Assignment: Output every entry exactly as written.

START Records for the exercise

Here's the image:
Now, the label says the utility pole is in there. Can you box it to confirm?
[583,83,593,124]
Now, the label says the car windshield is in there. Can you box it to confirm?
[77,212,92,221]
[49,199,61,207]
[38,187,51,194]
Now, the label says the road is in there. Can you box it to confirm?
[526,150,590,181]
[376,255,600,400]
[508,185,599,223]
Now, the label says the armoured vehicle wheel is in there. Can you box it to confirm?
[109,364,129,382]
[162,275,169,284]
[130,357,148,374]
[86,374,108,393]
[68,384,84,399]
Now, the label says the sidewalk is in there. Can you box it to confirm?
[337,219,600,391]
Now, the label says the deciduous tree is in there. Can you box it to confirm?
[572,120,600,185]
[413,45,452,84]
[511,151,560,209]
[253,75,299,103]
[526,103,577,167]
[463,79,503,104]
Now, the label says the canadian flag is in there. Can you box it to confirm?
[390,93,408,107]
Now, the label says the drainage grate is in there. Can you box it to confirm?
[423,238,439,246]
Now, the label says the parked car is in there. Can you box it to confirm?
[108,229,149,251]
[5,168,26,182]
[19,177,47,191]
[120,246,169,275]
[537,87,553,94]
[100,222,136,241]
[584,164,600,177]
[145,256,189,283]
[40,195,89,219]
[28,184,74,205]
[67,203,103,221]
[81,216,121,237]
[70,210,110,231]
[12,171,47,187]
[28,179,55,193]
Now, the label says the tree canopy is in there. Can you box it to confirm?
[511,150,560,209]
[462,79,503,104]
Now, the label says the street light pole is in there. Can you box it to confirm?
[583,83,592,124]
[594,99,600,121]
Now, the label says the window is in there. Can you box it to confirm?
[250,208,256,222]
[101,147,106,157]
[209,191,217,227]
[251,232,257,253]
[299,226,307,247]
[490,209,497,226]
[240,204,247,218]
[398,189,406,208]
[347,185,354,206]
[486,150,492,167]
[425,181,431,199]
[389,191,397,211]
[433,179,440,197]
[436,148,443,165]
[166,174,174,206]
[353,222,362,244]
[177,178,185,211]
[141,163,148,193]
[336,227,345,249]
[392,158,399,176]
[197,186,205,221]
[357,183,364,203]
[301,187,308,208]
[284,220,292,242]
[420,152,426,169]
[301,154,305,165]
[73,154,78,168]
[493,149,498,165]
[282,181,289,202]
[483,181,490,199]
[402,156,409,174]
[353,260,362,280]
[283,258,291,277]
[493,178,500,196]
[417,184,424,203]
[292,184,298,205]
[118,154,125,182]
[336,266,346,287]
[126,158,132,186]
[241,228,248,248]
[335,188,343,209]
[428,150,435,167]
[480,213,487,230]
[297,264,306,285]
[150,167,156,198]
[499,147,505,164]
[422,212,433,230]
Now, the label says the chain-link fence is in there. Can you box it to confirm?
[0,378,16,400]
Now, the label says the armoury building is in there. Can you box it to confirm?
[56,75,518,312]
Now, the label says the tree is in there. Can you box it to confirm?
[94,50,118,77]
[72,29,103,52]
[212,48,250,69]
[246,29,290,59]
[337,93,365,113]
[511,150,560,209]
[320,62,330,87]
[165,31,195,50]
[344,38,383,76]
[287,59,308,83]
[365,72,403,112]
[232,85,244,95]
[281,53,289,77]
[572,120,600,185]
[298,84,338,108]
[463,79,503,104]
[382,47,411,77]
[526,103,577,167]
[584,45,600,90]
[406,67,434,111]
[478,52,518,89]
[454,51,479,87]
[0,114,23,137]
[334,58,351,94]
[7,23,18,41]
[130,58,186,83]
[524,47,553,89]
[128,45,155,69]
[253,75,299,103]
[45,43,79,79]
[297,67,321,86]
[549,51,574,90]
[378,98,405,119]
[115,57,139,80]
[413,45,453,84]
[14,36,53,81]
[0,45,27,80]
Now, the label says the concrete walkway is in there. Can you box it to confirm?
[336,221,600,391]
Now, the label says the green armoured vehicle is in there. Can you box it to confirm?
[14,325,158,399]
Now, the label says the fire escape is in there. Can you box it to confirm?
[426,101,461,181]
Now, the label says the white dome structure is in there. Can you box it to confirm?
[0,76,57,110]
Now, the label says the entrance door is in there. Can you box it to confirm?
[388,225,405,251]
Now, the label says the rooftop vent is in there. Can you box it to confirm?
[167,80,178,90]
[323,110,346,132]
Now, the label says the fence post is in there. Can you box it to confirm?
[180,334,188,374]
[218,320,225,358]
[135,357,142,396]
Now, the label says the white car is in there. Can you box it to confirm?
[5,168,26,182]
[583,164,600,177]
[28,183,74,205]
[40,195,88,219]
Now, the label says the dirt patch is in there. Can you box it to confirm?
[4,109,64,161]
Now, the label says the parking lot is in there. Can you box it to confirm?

END Records for the exercise

Task response:
Here's the image:
Now, the label says the utility pole is in there. Can you box it to confirm?
[583,83,593,124]
Now, the label says the car windshield is in there. Can you box it to confirm?
[77,212,92,221]
[49,199,61,207]
[38,187,51,194]
Now, the label says the road is in there. Can you box it to confirm?
[526,150,590,181]
[376,255,600,400]
[508,185,599,223]
Now, the label says the armoured vehicle wheel is in there. Can you box it to confirm?
[109,364,129,382]
[162,275,169,284]
[130,357,148,374]
[86,374,108,393]
[68,384,84,399]
Now, the label says the sidewalk is in there. Can you box it to confirm?
[337,219,600,391]
Now, the label says the deciduous tree is in there. Can you box it to confirm?
[572,120,600,185]
[413,45,452,84]
[511,151,560,209]
[253,75,299,103]
[526,103,577,167]
[463,79,503,104]
Now, the label says the canadian flag is in there. Can you box it to confirm?
[390,93,408,107]
Now, the label says the drainage grate is in there. Can you box it to confirm?
[423,238,439,246]
Now, the label says the parked car is in there. Can you box it to confirm?
[108,229,149,251]
[5,168,26,182]
[19,177,47,191]
[120,246,169,275]
[537,87,553,94]
[100,222,136,241]
[584,164,600,177]
[145,256,189,283]
[40,195,89,219]
[28,184,74,205]
[67,203,103,221]
[81,216,121,237]
[70,210,110,231]
[12,171,47,187]
[28,179,55,193]
Now, the label says the tree canopy is in there. Can you box it to confirm?
[511,150,560,209]
[462,79,503,104]
Now, the label says the street light pole is in there. Can you box it to confirm?
[583,83,592,124]
[594,99,600,121]
Now, the label says the window is in there. Can you box it to confirm?
[250,208,256,222]
[101,147,106,157]
[209,191,217,227]
[251,232,257,253]
[299,226,307,247]
[490,209,497,226]
[240,204,247,218]
[398,189,406,208]
[347,185,354,206]
[486,150,492,167]
[425,181,431,199]
[389,191,397,211]
[433,179,440,197]
[436,148,443,165]
[166,174,174,206]
[353,222,362,244]
[177,178,185,211]
[141,163,148,193]
[336,227,345,249]
[392,158,399,176]
[197,186,205,221]
[357,183,364,203]
[301,187,308,208]
[284,220,292,242]
[420,152,426,169]
[301,154,305,165]
[73,154,78,168]
[493,149,498,165]
[282,181,289,202]
[483,181,490,199]
[402,156,409,174]
[353,260,362,280]
[283,258,291,277]
[493,178,500,196]
[417,184,424,203]
[292,184,298,205]
[118,154,125,182]
[336,266,346,287]
[126,158,132,186]
[241,228,248,248]
[335,188,343,209]
[428,150,435,167]
[480,213,487,230]
[297,264,306,285]
[150,167,156,198]
[499,147,505,164]
[422,212,433,230]
Now, the label says the chain-link fence is in there. Can you box it to confirm?
[0,378,16,400]
Now, the label says the armoury building is in there. Can you box it to confirm?
[56,75,518,312]
Now, the label says the tree is in there. Can you box it to confirm?
[94,50,118,77]
[72,29,103,52]
[212,48,250,69]
[246,29,290,59]
[337,93,365,113]
[511,150,560,209]
[320,62,330,87]
[165,31,195,50]
[344,38,383,76]
[287,59,308,83]
[365,72,403,112]
[232,85,244,95]
[281,53,289,77]
[572,120,600,185]
[298,84,338,108]
[463,79,503,104]
[382,47,411,77]
[526,103,577,167]
[584,45,600,90]
[406,67,434,111]
[478,52,518,89]
[454,51,479,87]
[0,114,23,137]
[334,58,351,94]
[7,23,18,41]
[130,58,186,83]
[524,47,553,89]
[128,45,155,69]
[253,75,299,103]
[45,43,79,79]
[297,67,321,86]
[549,51,574,90]
[378,98,405,119]
[115,57,139,80]
[413,45,453,84]
[14,36,53,81]
[0,45,27,80]
Now, the label says the concrete walkway is in there. Can you box it to confirm?
[336,221,600,391]
Now, the label says the green armoured vehicle is in there. Can you box it to confirm?
[14,325,158,399]
Now, the label says the fire escape is in there. Can you box it to confirm?
[426,101,461,181]
Now, the label says the white dome structure is in there. Can you box it to confirm?
[0,76,57,110]
Now, the label says the entrance door is in there. Can you box it to confirm?
[388,225,405,251]
Now, the label says the rooftop vent is in there. Can you box it to confirm?
[167,80,178,90]
[323,110,346,132]
Now, the label says the fence post is in there. Can you box it to confirm?
[180,334,188,374]
[218,320,225,358]
[135,357,142,396]
Now, the label says the white car is in there. Can you box it to confirm?
[5,168,26,182]
[583,164,600,177]
[28,183,74,205]
[40,195,88,219]
Now, the label says the dirt patch is in there. Can you box it to confirm?
[4,109,64,161]
Now, the label says the parking lot is in there. Can you box it to confirm?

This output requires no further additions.